***** Document section

Guest blog | Synthace | Engineering Science with Computer Aided Biology

Computer Aided Biology (or CAB) is a conceptual framework and an emerging ecosystem of digitally powered research tools that augment human capabilities in biological research. These tools encompass both the digital (e.g. machine learning algorithms) and the physical (lab automation) which together empower biologists to address increasingly complex biological challenges.

By adopting CAB, researchers can be empowered to explore dynamic biological space in a non-reductionist, and iterative manner; moving biotechnology gradually towards an ‘Engineering’ approach to experimentation. Engineering Biology combines engineering, biology and programming to design new processes and products, and is a thematic area that the UK has leadership in as exemplified by companies such as Prokarium, Synpromics and Evonetix (amongst many others). It is also an area the BIA actively supports through its Engineering Biology Advisory Council.

**********

• What you need to do:
- a) Answer these questions from the passage on Computer Aided Biology:
(i) Which two kinds of tools does Computer Aided Biology encompass, and what example does the passage give for each?
(ii) Which three companies are named as examples of UK leadership in Engineering Biology?
(iii) Through what body does the BIA support Engineering Biology?
- b) Decide whether each statement agrees with the passage on Computer Aided Biology. Answer yes or no, and quote the words from the passage that settle it.
(i) Computer Aided Biology tools are meant to replace human capabilities in biological research.
(ii) Engineering Biology combines engineering, biology and programming.
(iii) Adopting Computer Aided Biology moves biotechnology abruptly toward an engineering approach.
- c) Extend the passage on Computer Aided Biology with a few sentences that follow on from its final sentence.

***** Information supplied

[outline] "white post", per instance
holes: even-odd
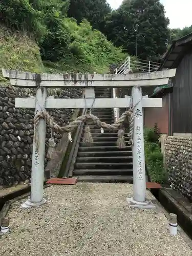
[[[151,64],[151,61],[150,60],[149,61],[149,62],[148,62],[148,73],[150,73],[150,64]]]
[[[36,93],[35,113],[45,109],[47,89],[41,87]],[[44,181],[44,163],[46,143],[46,121],[41,119],[38,124],[39,134],[38,150],[33,141],[33,158],[31,172],[31,198],[22,205],[24,207],[38,206],[46,203],[43,198]]]
[[[142,90],[139,86],[132,88],[134,109],[134,134],[133,146],[133,198],[128,198],[130,205],[140,208],[154,208],[146,200],[146,179],[143,135],[143,116]]]
[[[128,69],[129,70],[130,70],[130,56],[129,56],[129,57],[128,57],[128,59],[129,59],[129,63],[128,63]]]

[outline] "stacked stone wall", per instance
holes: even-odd
[[[192,201],[192,138],[166,137],[164,148],[172,188]]]
[[[35,96],[35,90],[1,86],[0,87],[0,187],[11,186],[31,178],[34,133],[34,109],[15,109],[15,98]],[[78,98],[78,89],[49,89],[48,96],[55,98]],[[49,110],[60,125],[68,123],[75,110]],[[46,153],[51,131],[47,127]],[[54,133],[56,142],[62,135]],[[46,157],[45,164],[48,159]]]

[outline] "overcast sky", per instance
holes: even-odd
[[[122,0],[108,0],[113,9],[117,8]],[[192,0],[160,0],[165,6],[171,28],[189,27],[192,25]]]

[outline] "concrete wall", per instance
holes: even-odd
[[[192,200],[192,138],[167,136],[164,153],[172,188]]]
[[[35,95],[34,90],[1,86],[0,87],[0,187],[10,186],[31,177],[33,139],[34,110],[15,109],[15,98]],[[55,98],[82,97],[79,89],[49,89],[48,96]],[[75,110],[49,110],[54,120],[60,125],[67,124]],[[48,127],[46,134],[46,152],[50,137]],[[58,143],[62,135],[55,134]],[[48,159],[46,158],[46,165]]]
[[[147,128],[154,127],[158,124],[159,132],[162,134],[168,134],[168,103],[169,95],[165,94],[162,97],[162,108],[146,108],[144,111],[144,125]]]

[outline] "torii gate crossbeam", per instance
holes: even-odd
[[[176,69],[153,73],[121,75],[73,74],[32,74],[3,69],[5,77],[11,84],[19,87],[37,89],[36,98],[15,99],[15,107],[35,108],[35,113],[46,109],[58,108],[114,108],[130,107],[131,98],[124,99],[95,99],[95,87],[118,88],[132,87],[134,109],[134,145],[133,147],[134,196],[127,199],[131,206],[153,208],[151,202],[146,200],[145,169],[143,139],[143,108],[162,106],[162,99],[142,97],[142,87],[158,86],[168,83],[169,77],[174,77]],[[86,99],[47,98],[48,88],[84,88]],[[25,207],[39,206],[45,203],[43,198],[46,121],[41,119],[38,125],[41,140],[39,151],[33,150],[31,199]],[[36,148],[35,142],[33,148]]]

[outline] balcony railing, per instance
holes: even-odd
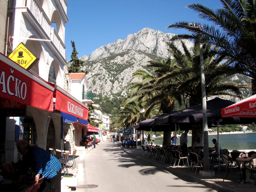
[[[66,58],[66,46],[54,28],[51,28],[51,39],[63,58]]]
[[[48,37],[50,37],[52,23],[44,11],[41,5],[36,0],[28,0],[27,6],[48,35]]]
[[[64,11],[65,12],[66,14],[67,15],[67,7],[68,6],[68,4],[67,3],[67,1],[66,0],[59,0],[60,2],[60,4],[62,6],[63,9],[64,9]]]
[[[94,96],[91,91],[83,91],[82,94],[82,99],[91,100],[93,101]]]

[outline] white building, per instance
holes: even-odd
[[[108,131],[110,130],[110,116],[106,114],[102,114],[103,128]]]
[[[89,90],[86,74],[69,73],[71,79],[70,94],[83,103],[93,104],[93,94]]]

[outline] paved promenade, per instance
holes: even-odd
[[[109,191],[120,189],[130,191],[135,188],[163,191],[181,190],[181,187],[182,191],[189,192],[256,190],[254,184],[237,181],[240,179],[237,171],[229,173],[224,182],[225,172],[218,173],[217,168],[214,178],[203,178],[199,176],[198,170],[195,174],[195,169],[191,173],[191,168],[188,171],[186,167],[170,167],[169,162],[160,164],[157,160],[142,157],[141,151],[123,148],[118,142],[108,140],[97,144],[95,150],[78,152],[76,161],[77,164],[81,163],[78,168],[80,171],[76,168],[70,173],[78,174],[78,187],[73,187],[72,190]]]

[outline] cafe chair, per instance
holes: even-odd
[[[175,151],[175,155],[176,155],[177,160],[179,160],[179,162],[178,162],[178,165],[177,166],[177,167],[179,167],[179,165],[180,164],[180,162],[181,159],[182,159],[183,162],[183,165],[184,166],[185,166],[185,163],[184,162],[184,160],[186,159],[187,162],[187,165],[188,166],[188,158],[187,157],[187,156],[181,157],[180,156],[180,152],[178,150]]]
[[[147,150],[146,150],[146,149],[145,148],[145,146],[143,145],[141,145],[141,148],[142,148],[142,153],[141,153],[141,156],[144,156],[145,152],[147,152]]]
[[[203,167],[203,163],[204,163],[204,161],[202,160],[199,160],[198,155],[197,155],[196,153],[194,152],[191,152],[195,156],[195,163],[193,166],[193,168],[192,169],[192,172],[193,172],[194,168],[195,167],[195,165],[197,165],[197,169],[196,169],[196,172],[195,172],[195,174],[197,173],[197,168],[198,168],[199,166],[200,166]]]
[[[221,157],[222,159],[224,161],[225,164],[226,165],[226,176],[225,178],[223,179],[224,181],[225,180],[227,179],[227,175],[228,174],[228,172],[234,168],[239,169],[239,175],[240,175],[240,180],[242,181],[242,177],[241,176],[241,168],[239,163],[236,163],[234,165],[233,165],[233,161],[232,158],[229,158],[228,157],[225,155],[221,155]]]
[[[164,162],[164,160],[165,159],[165,157],[167,157],[167,159],[168,159],[168,157],[170,158],[170,161],[172,161],[172,154],[167,154],[166,153],[166,152],[164,150],[163,150],[163,164]]]
[[[152,160],[154,159],[154,161],[156,160],[156,158],[157,157],[158,155],[160,155],[160,151],[158,150],[156,148],[153,148],[153,151],[154,152],[154,156]]]
[[[177,161],[177,157],[176,157],[176,154],[175,154],[175,151],[172,150],[170,151],[170,153],[172,154],[172,160],[170,161],[170,166],[172,165],[172,163],[173,162],[173,160],[174,160],[174,165],[173,166],[175,166],[175,164],[176,164],[176,161]]]
[[[147,151],[147,154],[146,157],[147,158],[149,158],[150,156],[151,155],[151,154],[153,153],[153,150],[150,146],[146,146],[146,148]]]
[[[67,160],[68,161],[72,161],[72,165],[70,167],[71,169],[74,169],[76,167],[76,161],[75,160],[75,157],[76,156],[77,151],[77,150],[74,150],[73,151],[72,157],[71,158],[68,158],[68,159],[67,159]]]
[[[256,182],[255,182],[255,178],[253,174],[253,172],[256,170],[256,153],[251,155],[251,157],[253,157],[253,159],[252,159],[251,161],[249,162],[249,164],[246,165],[245,168],[250,171],[251,177],[253,178],[253,181],[254,181],[255,185],[256,186]]]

**********

• List of answers:
- a)
(i) Digital tools, such as machine learning algorithms, and physical tools, such as lab automation.
(ii) Prokarium, Synpromics and Evonetix.
(iii) Its Engineering Biology Advisory Council.

- b)
(i) No: "augment human capabilities in biological research"
(ii) Yes: "Engineering Biology combines engineering, biology and programming to design new processes and products"
(iii) No: "moving biotechnology gradually towards"

- c)
Our inspiration at Synthace for CAB came from comparing the Engineering of Biology, with the development of software tools for the integrated circuit industry (where our Chairman was an early leader in Silicon Valley). Within the integrated circuit industry as processors became increasingly complex, software products began to incorporate simulated error checking and abstracted design. As such, CAB includes the presence of simulation of both biological designs (e.g. a DNA sequence) and experimental protocols (e.g. add reagent 1, mix, repeat) These simulation layers enable error checking at multiple hierarchical levels of design, a critical factor when running complex experiments or designing complex networks within living cells. As in electronics, we also advocate for an increased use of abstraction (in computing - abstraction is a way to represent essential features of a system without including background details) in both biological design and experimental planning. This is not to say we fully buy into the simplistic and reductionist building blocks approach to biology, but instead so that researchers without developed coding abilities can also leverage the benefits of this approach. This all means that CAB enables the efficient bridging on digital in silico tools and physical wet lab experiments, the missing link between the biology of today and the plethora of computational tools being created in industry and academia. The CAB cycle is illustrated in Exhibit 1.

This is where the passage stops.